» Extract
++++++

According to DiPietro, he:

Just talked to an irate parent. Parkdale school in East Aurora is teaching third graders(8-9 year olds) about the Koran, Mohammed and the Muslim faith. It is MANDATORY reading for Common Core! The teacher would not let the parents see the book until after they asked 3 times and threatened to go to the principal!!! The reading is all done in school and the books can not be taken out of the classroom! MORE TO COME!

More to come? Here’s more. While my pieces took down the underlying ignorance and bigotry, the East Aurora community weekly harvested some facts.

The Advertiser’s Kristy Kibler interviewed Parkdale Elementary School Principal Colleen Klimchuk, who said,

I wish Mr. DiPietro would have called me or popped his head in [my office] … He was misinformed and posted inaccurate information,

You don’t say. An elected official would go to Facebook and 90 minutes’ worth of talk radio and present inaccurate information based on misinformation? Who would be so irresponsible?

“To what extent are they Islamic books in terms of expressing or explaining the ideas or ideals or tenets and beliefs of Islam?” Bauerle asked DiPietro toward the beginning of his appearance on the radio show. DiPietro answered that he had not read the books, and one caller asked if he thought it was irresponsible to “incite a hailstorm before getting all the facts.”

DiPietro said no, because it was an important issue that should be discussed, that he trusted the parent he had spoken to and said he intended to talk to school officials and “get a lot more information shortly.”

++++++

» Supplied information
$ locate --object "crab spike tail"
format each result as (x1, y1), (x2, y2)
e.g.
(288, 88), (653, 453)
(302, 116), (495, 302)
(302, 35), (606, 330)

++++++

» Problems to work on
1: Summarize the passage about the Parkdale school controversy in two sentences.
2: Extend the passage about the Parkdale school controversy, picking up after its final sentence.
The entries play no part in this work.

» Solved tasks
1: DiPietro posted that Parkdale school in East Aurora was making third graders read about the Koran, Mohammed and the Muslim faith as mandatory Common Core reading, and that the teacher would not let parents see the book until they asked three times. Principal Colleen Klimchuk told The Advertiser that he was misinformed and had posted inaccurate information, and on a radio show DiPietro admitted he had not read the books but said the issue was important and that he intended to get more information from school officials.

2:
David DiPietro and WBEN’s Tom Bauerle and Tim Wenger would be this irresponsible. But that’s not all. As DiPietro and Bauerle weaved the story through manufactured memes like “Islamic indoctrination”, they really caught their stride as they assailed Common Core as the catch-all bogeyman for everything sinister. So, DiPietro pivoted:

… mentions that the parent had said the two books “have been basis of the curriculum for weeks,” which prompted Bauerle to liken the school to a cult.

“Now if this was just one book out of 20—every week they’re doing a different book—fantastic,” DiPietro said. “But it’s not, and that’s where we draw the line.”

A 3rd grade class was dictated by Obama and Common Core – which sounds a lot like “communism” – to read Nasreen and Basra for “weeks?” Like a “cult”? Could that possibly be true? Of course not – consider the depraved sources.

However, Klimchuck said the two books that have caused such a controversy are just that—single pieces of a nine-book Common Core module for third grade. The class focuses on each book in the unit for one week, besides a main book—“My Librarian is a Camel: How Books are Brought to Children Around the World”—that gets about two weeks of attention. The two Winter books were both discussed in October.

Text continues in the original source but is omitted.